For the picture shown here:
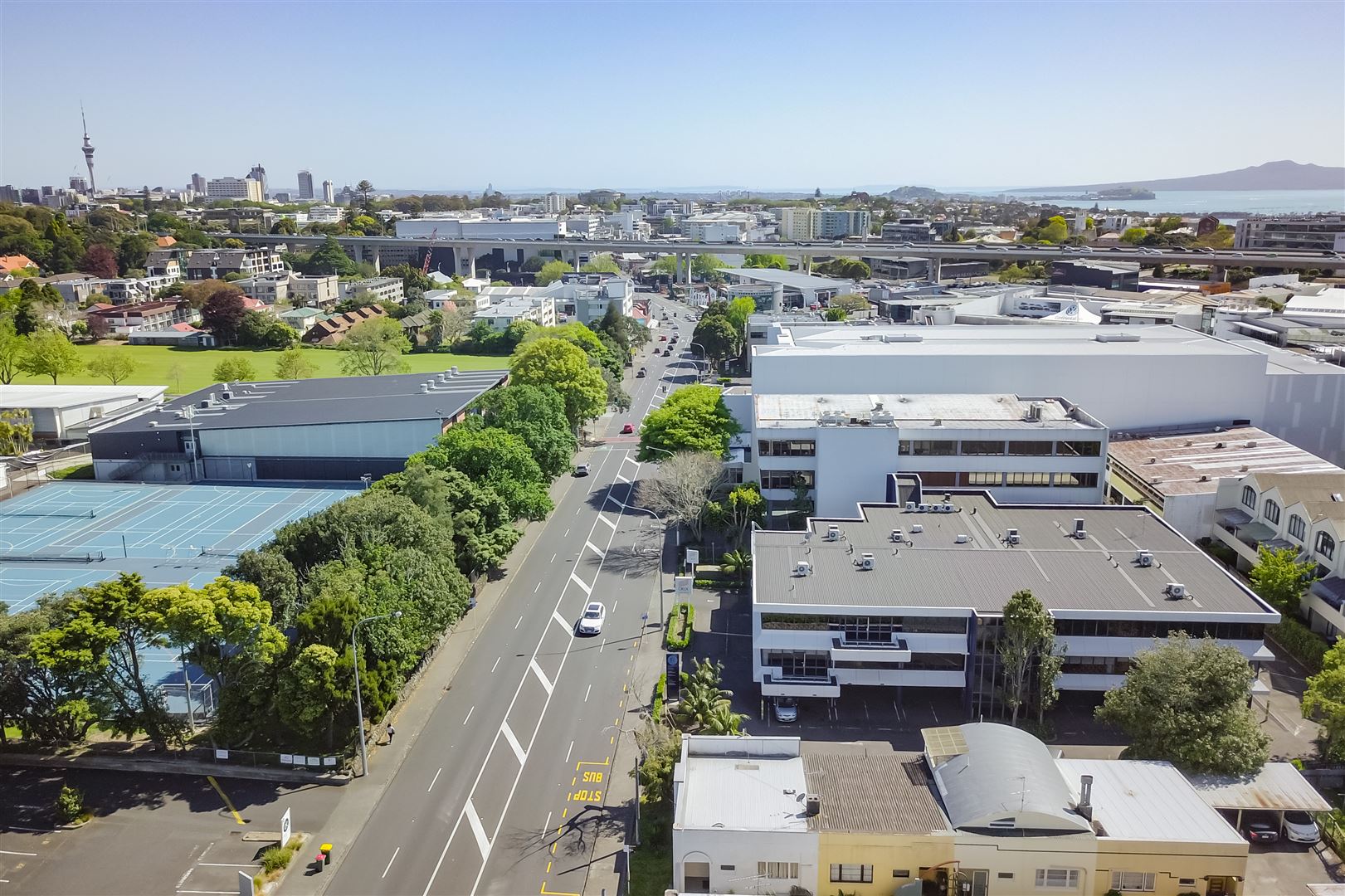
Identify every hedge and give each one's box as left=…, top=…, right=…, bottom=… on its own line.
left=1265, top=616, right=1329, bottom=673
left=663, top=602, right=695, bottom=650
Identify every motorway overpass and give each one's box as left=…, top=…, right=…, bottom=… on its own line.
left=212, top=233, right=1345, bottom=283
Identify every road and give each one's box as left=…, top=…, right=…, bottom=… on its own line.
left=327, top=295, right=694, bottom=896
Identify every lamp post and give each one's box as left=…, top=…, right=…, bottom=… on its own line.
left=349, top=610, right=402, bottom=777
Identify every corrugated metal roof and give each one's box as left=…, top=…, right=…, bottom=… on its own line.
left=1191, top=762, right=1332, bottom=811
left=803, top=753, right=951, bottom=834
left=1055, top=759, right=1243, bottom=844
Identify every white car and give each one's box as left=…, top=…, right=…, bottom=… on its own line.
left=574, top=600, right=607, bottom=635
left=1284, top=812, right=1322, bottom=844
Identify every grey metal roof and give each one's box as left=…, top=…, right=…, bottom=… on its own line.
left=89, top=370, right=509, bottom=433
left=752, top=489, right=1279, bottom=623
left=933, top=723, right=1092, bottom=833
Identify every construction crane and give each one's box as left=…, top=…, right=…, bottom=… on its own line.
left=421, top=227, right=438, bottom=275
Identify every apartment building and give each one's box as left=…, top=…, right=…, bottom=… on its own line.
left=187, top=249, right=285, bottom=280
left=1233, top=215, right=1345, bottom=253
left=748, top=393, right=1107, bottom=517
left=752, top=492, right=1279, bottom=718
left=673, top=723, right=1259, bottom=896
left=1213, top=471, right=1345, bottom=640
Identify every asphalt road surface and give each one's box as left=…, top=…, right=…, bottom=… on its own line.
left=327, top=300, right=695, bottom=896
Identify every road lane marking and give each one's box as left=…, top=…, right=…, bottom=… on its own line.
left=463, top=796, right=491, bottom=868
left=527, top=656, right=555, bottom=694
left=500, top=721, right=527, bottom=762
left=552, top=610, right=570, bottom=631
left=383, top=846, right=402, bottom=877
left=206, top=775, right=247, bottom=825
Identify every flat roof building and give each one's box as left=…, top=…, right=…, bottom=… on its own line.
left=89, top=368, right=509, bottom=482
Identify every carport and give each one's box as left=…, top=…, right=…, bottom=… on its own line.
left=1189, top=762, right=1332, bottom=833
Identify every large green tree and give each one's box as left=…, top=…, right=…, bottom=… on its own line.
left=1096, top=632, right=1269, bottom=773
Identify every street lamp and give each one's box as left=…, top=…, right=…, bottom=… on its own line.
left=349, top=610, right=402, bottom=777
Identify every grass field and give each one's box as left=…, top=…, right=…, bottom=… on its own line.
left=15, top=343, right=509, bottom=396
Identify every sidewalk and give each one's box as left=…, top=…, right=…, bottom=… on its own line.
left=281, top=475, right=573, bottom=896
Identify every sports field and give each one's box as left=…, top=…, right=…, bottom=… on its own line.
left=15, top=343, right=509, bottom=396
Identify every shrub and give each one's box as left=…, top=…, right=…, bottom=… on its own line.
left=663, top=602, right=695, bottom=650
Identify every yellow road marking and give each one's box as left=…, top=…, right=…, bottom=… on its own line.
left=206, top=775, right=247, bottom=825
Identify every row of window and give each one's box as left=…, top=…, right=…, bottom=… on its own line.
left=897, top=439, right=1102, bottom=457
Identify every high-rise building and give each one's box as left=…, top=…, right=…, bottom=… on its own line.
left=247, top=162, right=270, bottom=199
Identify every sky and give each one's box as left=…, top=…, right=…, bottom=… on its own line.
left=0, top=0, right=1345, bottom=191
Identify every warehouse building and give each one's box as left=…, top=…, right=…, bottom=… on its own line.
left=89, top=368, right=507, bottom=482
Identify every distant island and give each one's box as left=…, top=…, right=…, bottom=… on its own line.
left=1018, top=160, right=1345, bottom=193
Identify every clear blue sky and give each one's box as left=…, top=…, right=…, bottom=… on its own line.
left=0, top=0, right=1345, bottom=190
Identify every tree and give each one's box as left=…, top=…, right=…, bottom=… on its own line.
left=1251, top=546, right=1317, bottom=616
left=19, top=329, right=84, bottom=386
left=534, top=260, right=574, bottom=286
left=639, top=386, right=743, bottom=463
left=1096, top=632, right=1269, bottom=773
left=641, top=450, right=725, bottom=539
left=336, top=318, right=412, bottom=377
left=89, top=348, right=140, bottom=386
left=509, top=336, right=607, bottom=431
left=470, top=383, right=577, bottom=479
left=275, top=346, right=318, bottom=379
left=80, top=242, right=117, bottom=280
left=996, top=591, right=1055, bottom=725
left=201, top=290, right=247, bottom=344
left=743, top=254, right=790, bottom=270
left=0, top=314, right=28, bottom=386
left=210, top=357, right=257, bottom=382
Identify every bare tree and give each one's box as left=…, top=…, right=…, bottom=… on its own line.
left=641, top=450, right=724, bottom=538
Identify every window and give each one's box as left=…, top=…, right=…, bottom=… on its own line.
left=1111, top=872, right=1154, bottom=892
left=962, top=439, right=1005, bottom=455
left=1009, top=441, right=1055, bottom=456
left=831, top=865, right=873, bottom=884
left=1261, top=498, right=1279, bottom=526
left=1315, top=532, right=1336, bottom=560
left=758, top=862, right=799, bottom=880
left=897, top=439, right=958, bottom=457
left=1055, top=441, right=1102, bottom=457
left=1037, top=868, right=1079, bottom=889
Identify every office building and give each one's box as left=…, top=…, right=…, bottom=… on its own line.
left=742, top=393, right=1107, bottom=517
left=89, top=368, right=507, bottom=482
left=673, top=723, right=1269, bottom=896
left=206, top=178, right=262, bottom=202
left=1233, top=214, right=1345, bottom=253
left=752, top=492, right=1279, bottom=718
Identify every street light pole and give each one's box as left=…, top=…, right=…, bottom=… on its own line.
left=349, top=610, right=402, bottom=777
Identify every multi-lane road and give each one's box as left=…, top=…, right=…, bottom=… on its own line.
left=327, top=300, right=694, bottom=896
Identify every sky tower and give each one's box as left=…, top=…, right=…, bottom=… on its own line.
left=80, top=102, right=98, bottom=194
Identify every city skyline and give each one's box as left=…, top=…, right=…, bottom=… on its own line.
left=0, top=2, right=1345, bottom=191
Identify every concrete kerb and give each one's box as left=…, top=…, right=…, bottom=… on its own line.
left=284, top=475, right=573, bottom=896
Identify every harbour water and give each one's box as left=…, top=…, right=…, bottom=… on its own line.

**WHAT THE TASK REQUIRES**
Write out the rows above as a Markdown table with two columns, Number and Line, giving each line its number and skipping blank lines. Leave the pictures out of your answer.

**WRITTEN RESPONSE**
| Number | Line |
|---|---|
| 1 | For the picture shown here: |
| 2 | Identify every hedge and give each one's box as left=…, top=…, right=…, bottom=… on its own line. |
| 3 | left=1265, top=616, right=1329, bottom=673 |
| 4 | left=663, top=602, right=695, bottom=650 |
| 5 | Identify every motorway overpass and give each one's box as left=…, top=…, right=…, bottom=… on its own line. |
| 6 | left=212, top=233, right=1345, bottom=283 |
| 7 | Identify every road and give each one's box as left=…, top=…, right=…, bottom=… on its own line. |
| 8 | left=327, top=295, right=694, bottom=896 |
| 9 | Identify every lamp post and give each one's box as left=…, top=…, right=…, bottom=… on its own line. |
| 10 | left=349, top=610, right=402, bottom=777 |
| 11 | Identify every corrugated metal roof and give each one's box as left=…, top=…, right=…, bottom=… on its own line. |
| 12 | left=1191, top=762, right=1332, bottom=811 |
| 13 | left=803, top=753, right=951, bottom=834 |
| 14 | left=1055, top=759, right=1243, bottom=844 |
| 15 | Identify every white car and give each one's box as left=…, top=…, right=…, bottom=… on its own line. |
| 16 | left=574, top=600, right=607, bottom=635 |
| 17 | left=1284, top=812, right=1322, bottom=844 |
| 18 | Identify every grey metal roof and give each one's box as left=…, top=…, right=…, bottom=… on its own line. |
| 19 | left=89, top=370, right=509, bottom=433 |
| 20 | left=752, top=489, right=1279, bottom=623 |
| 21 | left=933, top=723, right=1092, bottom=833 |
| 22 | Identify every construction crane and give each one's box as left=…, top=…, right=…, bottom=… on its own line. |
| 23 | left=421, top=227, right=438, bottom=275 |
| 24 | Identify every apartment building and give each one's box as left=…, top=…, right=…, bottom=… on its own line. |
| 25 | left=187, top=249, right=285, bottom=280 |
| 26 | left=1233, top=215, right=1345, bottom=253 |
| 27 | left=748, top=393, right=1107, bottom=517 |
| 28 | left=752, top=492, right=1279, bottom=718 |
| 29 | left=673, top=723, right=1259, bottom=896 |
| 30 | left=1213, top=471, right=1345, bottom=640 |
| 31 | Identify every asphalt road surface and give each one's box as left=…, top=…, right=…, bottom=… on its own line. |
| 32 | left=327, top=300, right=695, bottom=896 |
| 33 | Identify every road lane marking and give each one's box as left=…, top=…, right=…, bottom=… on its own line. |
| 34 | left=463, top=796, right=491, bottom=868 |
| 35 | left=527, top=656, right=555, bottom=694 |
| 36 | left=500, top=721, right=527, bottom=762 |
| 37 | left=552, top=610, right=570, bottom=631 |
| 38 | left=383, top=846, right=402, bottom=877 |
| 39 | left=206, top=775, right=247, bottom=825 |
| 40 | Identify every flat roof building and give each one's box as left=…, top=…, right=…, bottom=… on its own line. |
| 41 | left=89, top=368, right=509, bottom=482 |
| 42 | Identify every carport and give each one's box as left=…, top=…, right=…, bottom=… on its own line. |
| 43 | left=1189, top=762, right=1332, bottom=833 |
| 44 | Identify every large green tree and give each one's box as left=…, top=…, right=…, bottom=… on its own line. |
| 45 | left=1096, top=632, right=1269, bottom=773 |
| 46 | Identify every street lamp and give each one's box as left=…, top=…, right=…, bottom=… on its own line. |
| 47 | left=349, top=610, right=402, bottom=777 |
| 48 | Identify every grass field and give each one's box as left=…, top=…, right=…, bottom=… on its own line. |
| 49 | left=15, top=343, right=509, bottom=396 |
| 50 | Identify every sidewalk and give each one's box as left=…, top=…, right=…, bottom=… on its own line. |
| 51 | left=281, top=475, right=573, bottom=896 |
| 52 | Identify every sports field and give each one's box as left=…, top=…, right=…, bottom=… on its own line. |
| 53 | left=15, top=343, right=509, bottom=396 |
| 54 | Identify every shrub and give each one's box as left=…, top=…, right=…, bottom=… on its own line. |
| 55 | left=663, top=602, right=695, bottom=650 |
| 56 | Identify every yellow road marking and give each one's box as left=…, top=…, right=…, bottom=… on its own line. |
| 57 | left=206, top=775, right=247, bottom=825 |
| 58 | Identify every row of window and give each one's box as left=…, top=…, right=…, bottom=… on its own line. |
| 59 | left=897, top=439, right=1102, bottom=457 |
| 60 | Identify every high-rise building and give each one's box as left=…, top=…, right=…, bottom=… on its own line. |
| 61 | left=247, top=162, right=270, bottom=199 |
| 62 | Identify every sky and give each one's box as left=…, top=…, right=…, bottom=… on its own line. |
| 63 | left=0, top=0, right=1345, bottom=191 |
| 64 | Identify every warehouse building and give each one's box as left=…, top=…, right=…, bottom=… on its own line. |
| 65 | left=89, top=368, right=507, bottom=482 |
| 66 | Identify every distant island and give each one's box as left=…, top=…, right=…, bottom=… on its own line. |
| 67 | left=1018, top=160, right=1345, bottom=193 |
| 68 | Identify every clear blue sky and give each one's box as left=…, top=…, right=…, bottom=… on its own line. |
| 69 | left=0, top=0, right=1345, bottom=190 |
| 70 | Identify every tree and give each one's box as left=…, top=…, right=…, bottom=… on its own line. |
| 71 | left=1251, top=546, right=1317, bottom=616 |
| 72 | left=19, top=329, right=84, bottom=386 |
| 73 | left=534, top=260, right=574, bottom=286 |
| 74 | left=639, top=386, right=743, bottom=463 |
| 75 | left=1096, top=632, right=1269, bottom=773 |
| 76 | left=641, top=450, right=725, bottom=539 |
| 77 | left=336, top=318, right=412, bottom=377 |
| 78 | left=89, top=348, right=140, bottom=386 |
| 79 | left=509, top=336, right=607, bottom=431 |
| 80 | left=470, top=383, right=577, bottom=479 |
| 81 | left=275, top=346, right=318, bottom=379 |
| 82 | left=80, top=242, right=117, bottom=280 |
| 83 | left=996, top=591, right=1055, bottom=725 |
| 84 | left=201, top=290, right=247, bottom=344 |
| 85 | left=743, top=254, right=790, bottom=270 |
| 86 | left=0, top=314, right=28, bottom=386 |
| 87 | left=210, top=357, right=257, bottom=382 |
| 88 | Identify every bare tree and give each one's box as left=…, top=…, right=…, bottom=… on its own line. |
| 89 | left=641, top=450, right=724, bottom=538 |
| 90 | Identify every window and give each one's box as left=…, top=…, right=…, bottom=… on its own line. |
| 91 | left=1111, top=872, right=1154, bottom=892 |
| 92 | left=962, top=439, right=1005, bottom=455 |
| 93 | left=1009, top=441, right=1055, bottom=456 |
| 94 | left=831, top=865, right=873, bottom=884 |
| 95 | left=1261, top=498, right=1279, bottom=526 |
| 96 | left=1315, top=532, right=1336, bottom=560 |
| 97 | left=758, top=862, right=799, bottom=880 |
| 98 | left=897, top=439, right=958, bottom=457 |
| 99 | left=1055, top=441, right=1102, bottom=457 |
| 100 | left=1037, top=868, right=1079, bottom=889 |
| 101 | Identify every office building and give each one's box as left=…, top=…, right=…, bottom=… on its own line. |
| 102 | left=742, top=393, right=1107, bottom=517 |
| 103 | left=89, top=368, right=507, bottom=482 |
| 104 | left=673, top=723, right=1269, bottom=896 |
| 105 | left=206, top=178, right=262, bottom=202 |
| 106 | left=1233, top=214, right=1345, bottom=253 |
| 107 | left=752, top=492, right=1279, bottom=718 |
| 108 | Identify every street light pole and give each one's box as left=…, top=…, right=…, bottom=… on its own line. |
| 109 | left=349, top=610, right=402, bottom=777 |
| 110 | Identify every multi-lane road and give each one's box as left=…, top=…, right=…, bottom=… on its own line. |
| 111 | left=327, top=300, right=694, bottom=896 |
| 112 | Identify every sky tower and give each one's box as left=…, top=…, right=…, bottom=… on its own line. |
| 113 | left=80, top=102, right=98, bottom=194 |
| 114 | Identify every city skyline and give each one's box as left=…, top=…, right=…, bottom=… on its own line. |
| 115 | left=0, top=2, right=1345, bottom=191 |
| 116 | Identify every concrete kerb and give each one's box as left=…, top=…, right=…, bottom=… on its own line. |
| 117 | left=284, top=475, right=573, bottom=896 |
| 118 | Identify every harbour water and give each one's box as left=…, top=…, right=…, bottom=… on its own line. |